_Consigne_
Condensez sous forme de liste le paragraphe du passage cité ci-dessous qui commence par « Bien qu’il ne soit pas membre », en gardant ses faits principaux.

Face à cet état de choses, c’est bien volontiers que j’exprime ma satisfaction de ce que les Nations Unies se soient proposées à nouveau d’affronter le problème du désarmement, et je suis reconnaissant de la possibilité qui m’est courtoisement offerte de vous adresser la parole à cette occasion.

Bien qu’il ne soit pas membre de votre Organisation, le Saint-Siège a auprès d’elle, depuis un certain temps, sa propre Mission permanente d’observation qui lui permet d’en suivre jour après jour les activités. Personne n’ignore combien mes Prédécesseurs appréciaient vos travaux. J’ai moi-même eu l’occasion, notamment lors de ma visite au siège de l’ONU, de faire miennes leurs paroles d’estime à l’égard de votre Organisation. Comme eux, j’en comprends les difficultés et, tout en exprimant le vœu que ses efforts soient récompensés par des résultats plus importants et meilleurs, je reconnais son rôle précieux et irremplaçable pour assurer au monde un avenir plus serein et plus pacifique.

_Données recueillies_
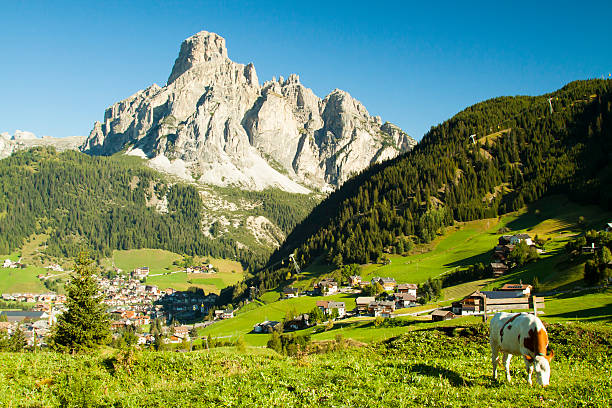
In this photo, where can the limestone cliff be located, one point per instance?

_Réponse_
- Le Saint-Siège n’est pas membre de l’Organisation. Il y dispose toutefois depuis un certain temps d’une Mission permanente d’observation qui en suit les activités au jour le jour.
- Mes Prédécesseurs appréciaient les travaux de l’Organisation, comme chacun le sait.
- J’ai fait miennes leurs paroles d’estime, notamment lors de ma visite au siège de l’ONU.
- Je comprends les difficultés de l’Organisation et souhaite que ses efforts obtiennent des résultats plus importants et meilleurs.
- Je reconnais son rôle précieux et irremplaçable pour assurer au monde un avenir plus serein et plus pacifique.